Records shown:

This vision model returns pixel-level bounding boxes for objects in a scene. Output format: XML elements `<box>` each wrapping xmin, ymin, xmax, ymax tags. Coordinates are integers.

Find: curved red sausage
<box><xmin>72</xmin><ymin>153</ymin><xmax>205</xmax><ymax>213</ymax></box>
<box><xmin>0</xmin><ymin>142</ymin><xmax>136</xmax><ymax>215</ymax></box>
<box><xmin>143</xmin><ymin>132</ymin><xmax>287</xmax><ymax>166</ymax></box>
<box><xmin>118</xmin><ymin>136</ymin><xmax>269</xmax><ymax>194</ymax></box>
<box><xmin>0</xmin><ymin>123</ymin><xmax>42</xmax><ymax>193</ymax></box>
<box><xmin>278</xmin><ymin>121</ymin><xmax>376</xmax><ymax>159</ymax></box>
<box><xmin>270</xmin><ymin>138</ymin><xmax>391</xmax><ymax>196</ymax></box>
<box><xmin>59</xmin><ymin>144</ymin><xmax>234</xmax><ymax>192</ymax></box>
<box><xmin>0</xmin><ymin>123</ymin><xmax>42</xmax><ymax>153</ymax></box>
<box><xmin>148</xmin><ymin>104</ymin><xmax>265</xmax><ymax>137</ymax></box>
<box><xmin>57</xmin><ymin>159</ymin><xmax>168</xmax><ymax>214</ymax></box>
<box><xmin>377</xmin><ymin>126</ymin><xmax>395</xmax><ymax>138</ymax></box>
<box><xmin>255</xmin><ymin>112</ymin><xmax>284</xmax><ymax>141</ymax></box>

Directive: Can you express every line of these entries, blank lines excluded, as a Markdown table with the columns "Row" and "Line", numbering each line?

Exercise output:
| Row | Line |
|---|---|
| 1 | This vision model returns pixel-level bounding boxes for objects in a scene. Output format: XML elements `<box>` each wrapping xmin, ymin, xmax, ymax tags. Coordinates are integers. |
| 2 | Find: curved red sausage |
| 3 | <box><xmin>72</xmin><ymin>153</ymin><xmax>205</xmax><ymax>213</ymax></box> |
| 4 | <box><xmin>0</xmin><ymin>142</ymin><xmax>136</xmax><ymax>215</ymax></box> |
| 5 | <box><xmin>143</xmin><ymin>132</ymin><xmax>287</xmax><ymax>166</ymax></box> |
| 6 | <box><xmin>118</xmin><ymin>136</ymin><xmax>269</xmax><ymax>194</ymax></box> |
| 7 | <box><xmin>0</xmin><ymin>123</ymin><xmax>42</xmax><ymax>193</ymax></box> |
| 8 | <box><xmin>278</xmin><ymin>121</ymin><xmax>376</xmax><ymax>159</ymax></box> |
| 9 | <box><xmin>270</xmin><ymin>138</ymin><xmax>391</xmax><ymax>196</ymax></box> |
| 10 | <box><xmin>59</xmin><ymin>144</ymin><xmax>234</xmax><ymax>192</ymax></box> |
| 11 | <box><xmin>0</xmin><ymin>123</ymin><xmax>42</xmax><ymax>153</ymax></box> |
| 12 | <box><xmin>148</xmin><ymin>104</ymin><xmax>265</xmax><ymax>137</ymax></box> |
| 13 | <box><xmin>57</xmin><ymin>159</ymin><xmax>168</xmax><ymax>214</ymax></box> |
| 14 | <box><xmin>377</xmin><ymin>126</ymin><xmax>395</xmax><ymax>138</ymax></box> |
| 15 | <box><xmin>255</xmin><ymin>112</ymin><xmax>284</xmax><ymax>141</ymax></box> |